_Exercise goal_: Write the line that includes "Task: find each instance of the grass" and all subsequent lines, exactly as written, and nothing more.
═══
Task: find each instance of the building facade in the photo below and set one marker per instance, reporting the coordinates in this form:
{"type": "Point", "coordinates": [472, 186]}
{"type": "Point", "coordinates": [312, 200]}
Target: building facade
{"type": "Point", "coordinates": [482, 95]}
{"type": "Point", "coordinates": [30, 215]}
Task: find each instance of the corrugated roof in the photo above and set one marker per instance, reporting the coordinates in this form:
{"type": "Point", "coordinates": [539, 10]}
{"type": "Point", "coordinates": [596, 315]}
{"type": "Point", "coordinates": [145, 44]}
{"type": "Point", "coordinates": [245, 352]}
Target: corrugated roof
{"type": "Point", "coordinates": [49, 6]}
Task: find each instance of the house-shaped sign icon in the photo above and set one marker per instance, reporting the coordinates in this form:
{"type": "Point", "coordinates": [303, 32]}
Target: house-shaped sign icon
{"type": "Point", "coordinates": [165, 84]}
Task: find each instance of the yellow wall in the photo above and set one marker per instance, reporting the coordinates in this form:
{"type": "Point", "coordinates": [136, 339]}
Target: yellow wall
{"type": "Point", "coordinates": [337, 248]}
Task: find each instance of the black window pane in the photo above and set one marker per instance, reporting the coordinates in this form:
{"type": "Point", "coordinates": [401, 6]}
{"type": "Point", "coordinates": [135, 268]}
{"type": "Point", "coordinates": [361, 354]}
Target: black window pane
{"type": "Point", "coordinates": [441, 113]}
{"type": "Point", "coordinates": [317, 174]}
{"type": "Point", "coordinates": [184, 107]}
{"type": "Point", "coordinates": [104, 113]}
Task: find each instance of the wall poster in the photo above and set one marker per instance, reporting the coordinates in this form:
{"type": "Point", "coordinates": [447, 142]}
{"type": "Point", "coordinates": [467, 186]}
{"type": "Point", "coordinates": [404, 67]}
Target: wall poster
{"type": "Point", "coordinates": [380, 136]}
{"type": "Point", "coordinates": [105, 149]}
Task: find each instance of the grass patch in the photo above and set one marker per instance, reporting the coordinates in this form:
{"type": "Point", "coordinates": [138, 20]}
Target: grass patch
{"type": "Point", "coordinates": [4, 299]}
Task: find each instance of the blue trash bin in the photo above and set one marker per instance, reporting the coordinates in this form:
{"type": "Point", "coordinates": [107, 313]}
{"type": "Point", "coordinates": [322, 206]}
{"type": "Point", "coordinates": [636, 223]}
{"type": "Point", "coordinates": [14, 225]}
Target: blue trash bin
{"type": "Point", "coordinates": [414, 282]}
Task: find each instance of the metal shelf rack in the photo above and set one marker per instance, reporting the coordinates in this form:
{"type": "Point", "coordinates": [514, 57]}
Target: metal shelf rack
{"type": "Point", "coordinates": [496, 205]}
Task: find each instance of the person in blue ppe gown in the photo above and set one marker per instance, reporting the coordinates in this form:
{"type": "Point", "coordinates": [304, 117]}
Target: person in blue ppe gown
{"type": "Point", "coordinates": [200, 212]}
═══
_Solution for this task_:
Task: find each instance of the grass patch in the photo above and set one marker per instance, reporting the coordinates in this form:
{"type": "Point", "coordinates": [138, 20]}
Target: grass patch
{"type": "Point", "coordinates": [4, 299]}
Task: find each instance of the blue trash bin in the photo above and set one marker per instance, reporting the coordinates in this form:
{"type": "Point", "coordinates": [107, 313]}
{"type": "Point", "coordinates": [322, 206]}
{"type": "Point", "coordinates": [636, 223]}
{"type": "Point", "coordinates": [14, 225]}
Target: blue trash bin
{"type": "Point", "coordinates": [414, 282]}
Task: find each instance of the metal shelf rack in the photo above and set one marker per instance, reporting the coordinates in this form:
{"type": "Point", "coordinates": [514, 57]}
Target: metal shelf rack
{"type": "Point", "coordinates": [496, 205]}
Task: find each instance of the person in blue ppe gown in the photo above and set one marker per instance, reporting the coordinates in this form:
{"type": "Point", "coordinates": [304, 117]}
Target: person in blue ppe gown
{"type": "Point", "coordinates": [200, 212]}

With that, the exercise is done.